• _YOUR INSTRUCTIONS_
Show every line in the records below that contains the string "liner".

------ SUPPLIED DATA

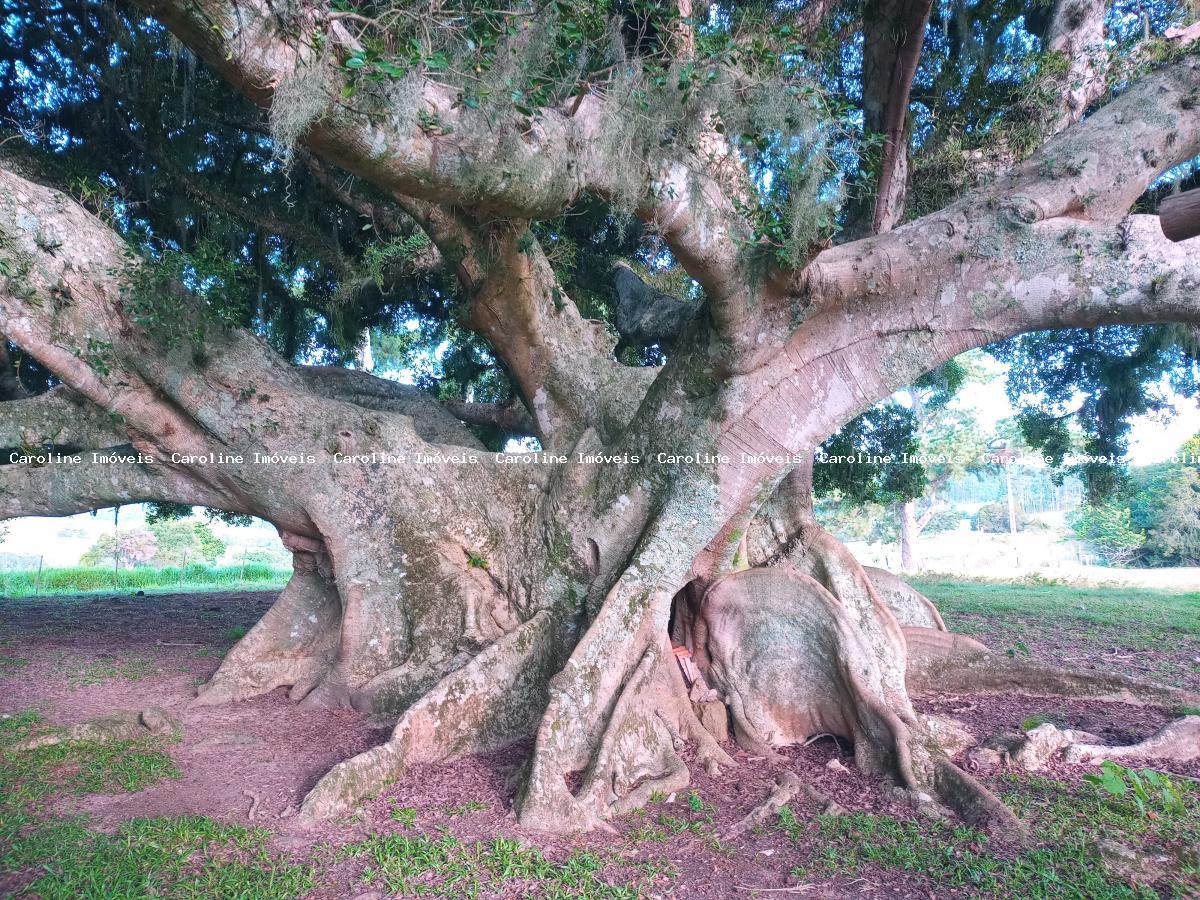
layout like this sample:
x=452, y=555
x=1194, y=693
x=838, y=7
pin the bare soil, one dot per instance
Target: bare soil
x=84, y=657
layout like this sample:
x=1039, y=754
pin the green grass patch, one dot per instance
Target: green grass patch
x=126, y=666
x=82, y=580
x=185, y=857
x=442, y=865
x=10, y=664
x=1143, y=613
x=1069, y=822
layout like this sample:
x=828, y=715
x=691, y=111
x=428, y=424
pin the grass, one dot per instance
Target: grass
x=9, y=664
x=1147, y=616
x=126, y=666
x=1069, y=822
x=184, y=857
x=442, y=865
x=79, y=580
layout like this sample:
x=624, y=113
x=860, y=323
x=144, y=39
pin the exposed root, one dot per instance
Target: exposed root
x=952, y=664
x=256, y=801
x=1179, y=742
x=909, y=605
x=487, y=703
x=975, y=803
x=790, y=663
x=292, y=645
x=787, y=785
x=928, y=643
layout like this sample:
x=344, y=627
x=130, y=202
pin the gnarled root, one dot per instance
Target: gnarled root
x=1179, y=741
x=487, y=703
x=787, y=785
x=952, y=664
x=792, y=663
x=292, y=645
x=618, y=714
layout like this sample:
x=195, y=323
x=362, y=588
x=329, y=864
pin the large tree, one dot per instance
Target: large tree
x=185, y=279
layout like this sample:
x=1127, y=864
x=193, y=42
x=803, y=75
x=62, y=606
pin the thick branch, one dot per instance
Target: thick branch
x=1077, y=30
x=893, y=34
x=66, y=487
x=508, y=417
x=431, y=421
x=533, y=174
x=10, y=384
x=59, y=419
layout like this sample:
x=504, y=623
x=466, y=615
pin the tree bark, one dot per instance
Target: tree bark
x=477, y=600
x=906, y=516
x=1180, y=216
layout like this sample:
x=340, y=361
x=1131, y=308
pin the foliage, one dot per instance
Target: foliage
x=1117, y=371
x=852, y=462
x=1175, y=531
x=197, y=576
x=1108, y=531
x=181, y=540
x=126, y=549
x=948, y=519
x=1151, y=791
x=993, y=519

------------
------ SUPPLIED DATA

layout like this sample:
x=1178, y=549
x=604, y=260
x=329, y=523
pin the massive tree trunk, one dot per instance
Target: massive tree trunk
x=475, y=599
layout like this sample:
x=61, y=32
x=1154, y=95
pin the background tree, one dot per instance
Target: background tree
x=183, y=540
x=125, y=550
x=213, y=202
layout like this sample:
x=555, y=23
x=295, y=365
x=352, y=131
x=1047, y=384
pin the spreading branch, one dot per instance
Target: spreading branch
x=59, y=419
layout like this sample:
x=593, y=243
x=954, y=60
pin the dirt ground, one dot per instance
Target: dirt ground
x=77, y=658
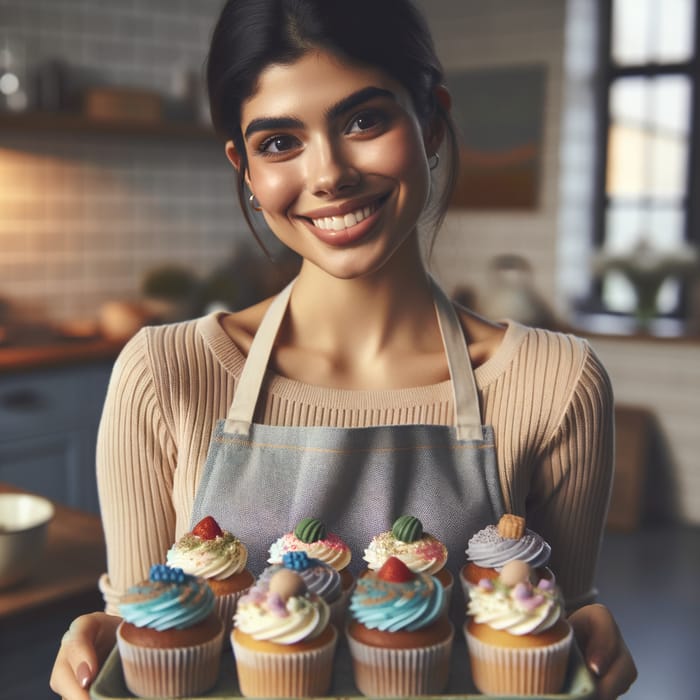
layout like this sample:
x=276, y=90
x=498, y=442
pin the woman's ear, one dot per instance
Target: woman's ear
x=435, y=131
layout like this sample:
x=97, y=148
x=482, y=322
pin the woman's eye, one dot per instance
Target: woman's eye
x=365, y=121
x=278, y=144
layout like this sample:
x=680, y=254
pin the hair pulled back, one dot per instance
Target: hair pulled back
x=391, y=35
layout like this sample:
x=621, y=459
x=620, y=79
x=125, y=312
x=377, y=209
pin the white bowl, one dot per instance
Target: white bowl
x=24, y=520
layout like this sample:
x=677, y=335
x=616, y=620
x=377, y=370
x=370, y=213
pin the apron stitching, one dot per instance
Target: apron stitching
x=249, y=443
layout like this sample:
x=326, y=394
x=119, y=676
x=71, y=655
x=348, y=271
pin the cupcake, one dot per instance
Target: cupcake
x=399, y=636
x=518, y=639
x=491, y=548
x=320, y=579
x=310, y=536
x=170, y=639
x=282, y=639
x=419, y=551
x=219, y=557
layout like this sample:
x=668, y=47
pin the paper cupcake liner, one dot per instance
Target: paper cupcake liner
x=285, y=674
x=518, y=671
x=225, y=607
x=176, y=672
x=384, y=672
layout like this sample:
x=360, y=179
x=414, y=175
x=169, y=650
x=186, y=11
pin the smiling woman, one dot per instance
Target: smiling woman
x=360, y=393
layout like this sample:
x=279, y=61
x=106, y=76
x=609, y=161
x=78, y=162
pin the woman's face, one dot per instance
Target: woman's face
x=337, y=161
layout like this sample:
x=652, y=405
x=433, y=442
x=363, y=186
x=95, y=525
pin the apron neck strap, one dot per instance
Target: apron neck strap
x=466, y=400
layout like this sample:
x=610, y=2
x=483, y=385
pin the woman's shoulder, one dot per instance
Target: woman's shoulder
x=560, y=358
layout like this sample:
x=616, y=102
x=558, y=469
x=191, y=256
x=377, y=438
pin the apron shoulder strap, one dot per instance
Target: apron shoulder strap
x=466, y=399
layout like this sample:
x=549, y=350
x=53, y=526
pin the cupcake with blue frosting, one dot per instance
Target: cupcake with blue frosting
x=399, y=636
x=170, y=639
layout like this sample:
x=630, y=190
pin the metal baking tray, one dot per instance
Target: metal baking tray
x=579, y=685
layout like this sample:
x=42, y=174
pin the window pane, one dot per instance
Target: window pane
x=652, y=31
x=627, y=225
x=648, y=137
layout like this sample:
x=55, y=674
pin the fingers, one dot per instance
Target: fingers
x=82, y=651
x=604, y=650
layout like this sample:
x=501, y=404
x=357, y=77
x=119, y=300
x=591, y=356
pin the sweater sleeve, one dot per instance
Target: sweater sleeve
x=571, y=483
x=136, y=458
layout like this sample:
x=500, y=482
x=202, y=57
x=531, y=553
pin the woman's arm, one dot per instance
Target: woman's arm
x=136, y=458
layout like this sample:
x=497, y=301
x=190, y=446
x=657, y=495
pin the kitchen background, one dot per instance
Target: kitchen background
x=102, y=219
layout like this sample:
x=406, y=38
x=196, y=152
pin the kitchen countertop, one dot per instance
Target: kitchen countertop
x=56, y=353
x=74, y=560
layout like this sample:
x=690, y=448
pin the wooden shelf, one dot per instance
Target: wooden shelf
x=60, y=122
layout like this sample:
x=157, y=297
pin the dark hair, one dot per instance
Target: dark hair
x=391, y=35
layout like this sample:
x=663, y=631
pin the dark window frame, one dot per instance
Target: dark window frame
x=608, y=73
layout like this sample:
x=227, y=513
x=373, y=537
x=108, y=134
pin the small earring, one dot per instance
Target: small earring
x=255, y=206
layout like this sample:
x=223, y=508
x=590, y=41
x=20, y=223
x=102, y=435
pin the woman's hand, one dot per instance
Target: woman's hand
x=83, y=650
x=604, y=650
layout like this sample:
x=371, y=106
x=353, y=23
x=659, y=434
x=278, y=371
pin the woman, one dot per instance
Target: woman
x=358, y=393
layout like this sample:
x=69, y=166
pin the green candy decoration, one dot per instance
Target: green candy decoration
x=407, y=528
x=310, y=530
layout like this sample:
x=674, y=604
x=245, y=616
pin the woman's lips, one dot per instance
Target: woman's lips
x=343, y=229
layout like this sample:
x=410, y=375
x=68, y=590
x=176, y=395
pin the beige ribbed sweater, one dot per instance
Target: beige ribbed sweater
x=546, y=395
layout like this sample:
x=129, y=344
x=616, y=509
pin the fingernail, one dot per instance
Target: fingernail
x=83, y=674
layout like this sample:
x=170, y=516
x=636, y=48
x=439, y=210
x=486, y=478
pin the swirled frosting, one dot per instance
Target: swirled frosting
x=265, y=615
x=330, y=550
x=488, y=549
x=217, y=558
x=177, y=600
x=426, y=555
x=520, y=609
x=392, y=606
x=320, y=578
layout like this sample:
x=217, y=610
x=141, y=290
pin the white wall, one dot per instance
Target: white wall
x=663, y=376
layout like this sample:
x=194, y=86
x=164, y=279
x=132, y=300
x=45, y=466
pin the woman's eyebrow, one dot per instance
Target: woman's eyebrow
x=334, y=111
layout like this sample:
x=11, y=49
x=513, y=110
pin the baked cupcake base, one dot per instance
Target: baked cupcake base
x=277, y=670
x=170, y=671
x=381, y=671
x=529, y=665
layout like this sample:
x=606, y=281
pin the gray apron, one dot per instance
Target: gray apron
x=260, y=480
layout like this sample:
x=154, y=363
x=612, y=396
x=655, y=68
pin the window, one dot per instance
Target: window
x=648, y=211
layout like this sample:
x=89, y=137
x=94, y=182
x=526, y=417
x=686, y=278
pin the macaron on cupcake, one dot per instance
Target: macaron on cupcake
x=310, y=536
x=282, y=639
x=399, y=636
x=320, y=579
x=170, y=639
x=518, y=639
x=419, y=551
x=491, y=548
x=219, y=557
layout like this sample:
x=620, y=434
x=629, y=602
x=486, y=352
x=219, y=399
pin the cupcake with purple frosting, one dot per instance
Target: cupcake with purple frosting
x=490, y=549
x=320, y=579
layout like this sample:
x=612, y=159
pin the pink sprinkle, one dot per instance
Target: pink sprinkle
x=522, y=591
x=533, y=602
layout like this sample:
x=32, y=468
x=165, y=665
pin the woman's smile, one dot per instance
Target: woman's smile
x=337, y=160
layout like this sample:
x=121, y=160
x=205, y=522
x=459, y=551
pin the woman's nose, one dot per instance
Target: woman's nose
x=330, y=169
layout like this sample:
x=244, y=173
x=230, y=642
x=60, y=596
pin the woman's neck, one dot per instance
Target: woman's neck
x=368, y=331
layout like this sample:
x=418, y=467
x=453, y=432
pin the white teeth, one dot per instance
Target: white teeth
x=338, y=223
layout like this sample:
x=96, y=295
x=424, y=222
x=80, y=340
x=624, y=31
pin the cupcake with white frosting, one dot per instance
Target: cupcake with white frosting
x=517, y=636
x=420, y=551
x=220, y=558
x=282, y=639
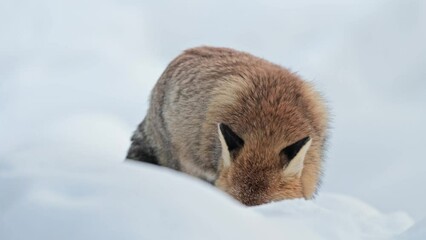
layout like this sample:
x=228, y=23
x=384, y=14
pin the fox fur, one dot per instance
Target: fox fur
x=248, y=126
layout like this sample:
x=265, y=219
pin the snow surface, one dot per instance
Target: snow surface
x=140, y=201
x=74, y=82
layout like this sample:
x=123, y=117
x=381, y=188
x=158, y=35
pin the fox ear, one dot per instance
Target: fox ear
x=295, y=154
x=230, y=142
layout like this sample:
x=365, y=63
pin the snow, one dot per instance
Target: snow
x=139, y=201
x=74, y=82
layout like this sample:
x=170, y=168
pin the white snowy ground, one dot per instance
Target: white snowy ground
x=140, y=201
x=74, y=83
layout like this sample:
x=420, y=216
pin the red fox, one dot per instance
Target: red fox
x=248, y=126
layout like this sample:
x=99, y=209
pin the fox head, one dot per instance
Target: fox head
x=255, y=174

------------

• _RESULT FOR THIS TASK_
pin the paper cupcake liner, one dot per instance
Target: paper cupcake liner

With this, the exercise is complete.